Substitute "field survey log" for "crop-scouting record" throughout all the items below, keeping everything else the same, and leave out the pictures.

[Coordinate annotation items]
******
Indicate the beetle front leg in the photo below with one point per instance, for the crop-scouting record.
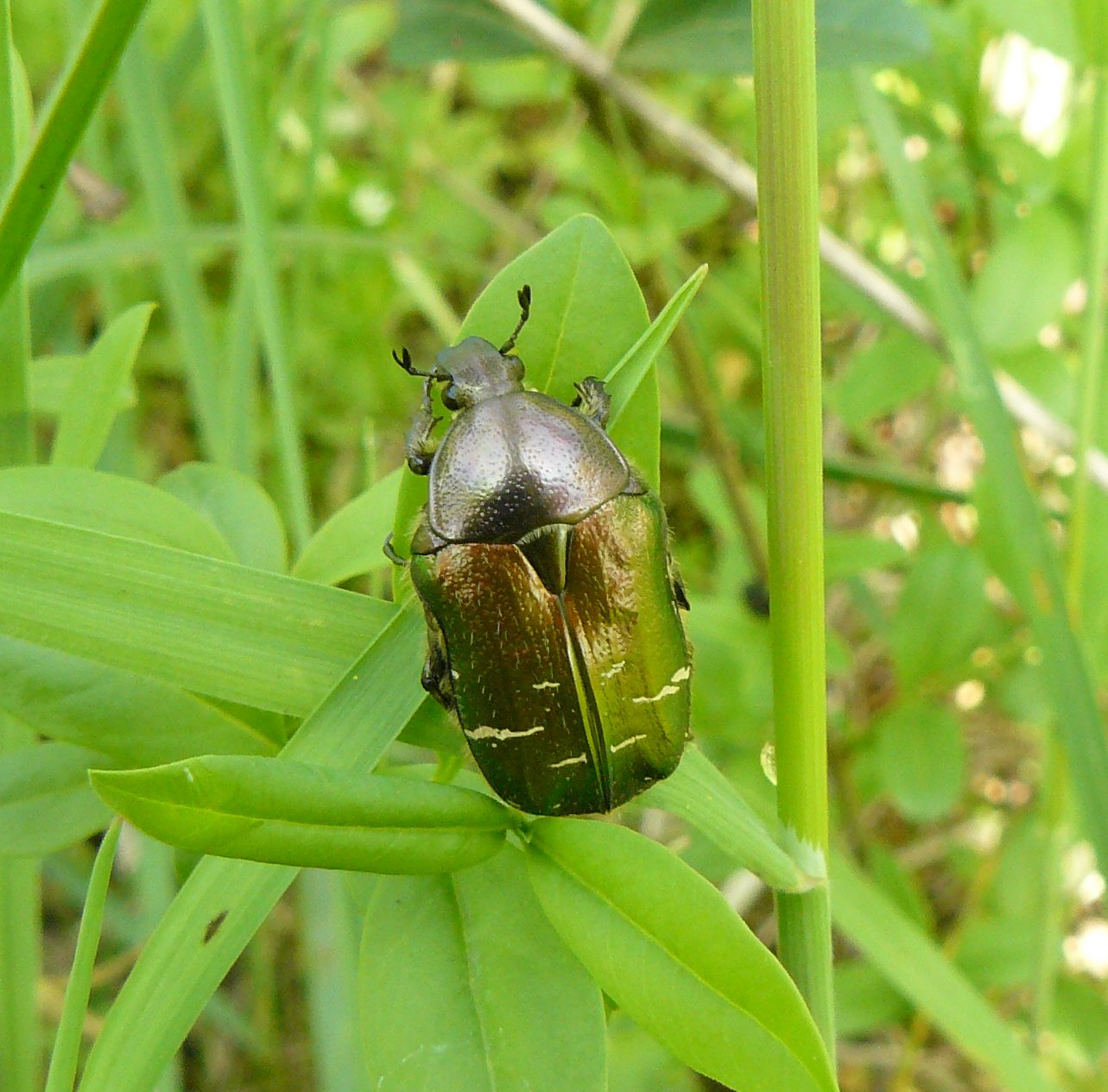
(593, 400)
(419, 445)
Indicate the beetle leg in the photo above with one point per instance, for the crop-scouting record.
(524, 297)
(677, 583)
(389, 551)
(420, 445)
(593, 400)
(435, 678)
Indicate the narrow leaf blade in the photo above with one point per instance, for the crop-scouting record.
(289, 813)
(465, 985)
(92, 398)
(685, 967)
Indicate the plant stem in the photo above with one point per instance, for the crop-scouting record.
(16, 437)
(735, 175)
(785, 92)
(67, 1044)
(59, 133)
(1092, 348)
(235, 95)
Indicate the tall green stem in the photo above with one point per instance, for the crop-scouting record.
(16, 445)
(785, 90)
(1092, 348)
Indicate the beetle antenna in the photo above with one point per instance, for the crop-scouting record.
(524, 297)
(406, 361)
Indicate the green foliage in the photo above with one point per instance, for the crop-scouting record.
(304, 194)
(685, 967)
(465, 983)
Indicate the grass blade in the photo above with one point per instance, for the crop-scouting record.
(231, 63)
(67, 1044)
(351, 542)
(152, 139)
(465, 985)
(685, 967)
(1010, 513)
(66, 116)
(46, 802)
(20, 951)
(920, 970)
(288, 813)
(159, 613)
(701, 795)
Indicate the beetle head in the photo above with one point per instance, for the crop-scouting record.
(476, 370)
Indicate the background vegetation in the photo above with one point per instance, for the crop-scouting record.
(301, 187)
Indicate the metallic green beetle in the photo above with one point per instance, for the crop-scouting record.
******
> _Full solution_:
Indicate the beetle front leg in the photo below with one point per instance, for the field survey log.
(593, 400)
(419, 445)
Indicate the beetle leg in the photo above with one point per instance, for the field survey log.
(524, 297)
(677, 583)
(389, 551)
(420, 445)
(593, 400)
(435, 678)
Indicate the narrow leaf blade in the photo above with one point per instance, for the field survey log.
(289, 813)
(465, 985)
(92, 398)
(685, 967)
Indicate the plant stem in the photo above with one point per instance, for the field survey log.
(16, 437)
(735, 175)
(785, 92)
(67, 1044)
(59, 133)
(1092, 348)
(235, 95)
Indicate the tall green stem in the photo above with one point per instance, for the field survey log.
(16, 445)
(785, 90)
(1092, 348)
Indicate the beetle antenna in the photo above with one point per instance, for the field survey log.
(524, 297)
(406, 361)
Indicate the green foliage in the photo above with one point per instance, for the field survey log.
(304, 194)
(685, 967)
(465, 983)
Indicate the grass blade in the photo above with one point per instance, for the field survey log.
(231, 63)
(67, 1044)
(351, 542)
(152, 139)
(465, 985)
(685, 967)
(1010, 513)
(66, 116)
(46, 802)
(20, 951)
(920, 970)
(288, 813)
(159, 613)
(701, 795)
Indicate the beetle head in the photo above with one point per instance, for the field survey log.
(476, 370)
Indicate the background vegetation in the photo above with one point per instance, for the field survey log.
(301, 187)
Indicate the metallic green beetle in the photo above with one point per instance, for the field survey log.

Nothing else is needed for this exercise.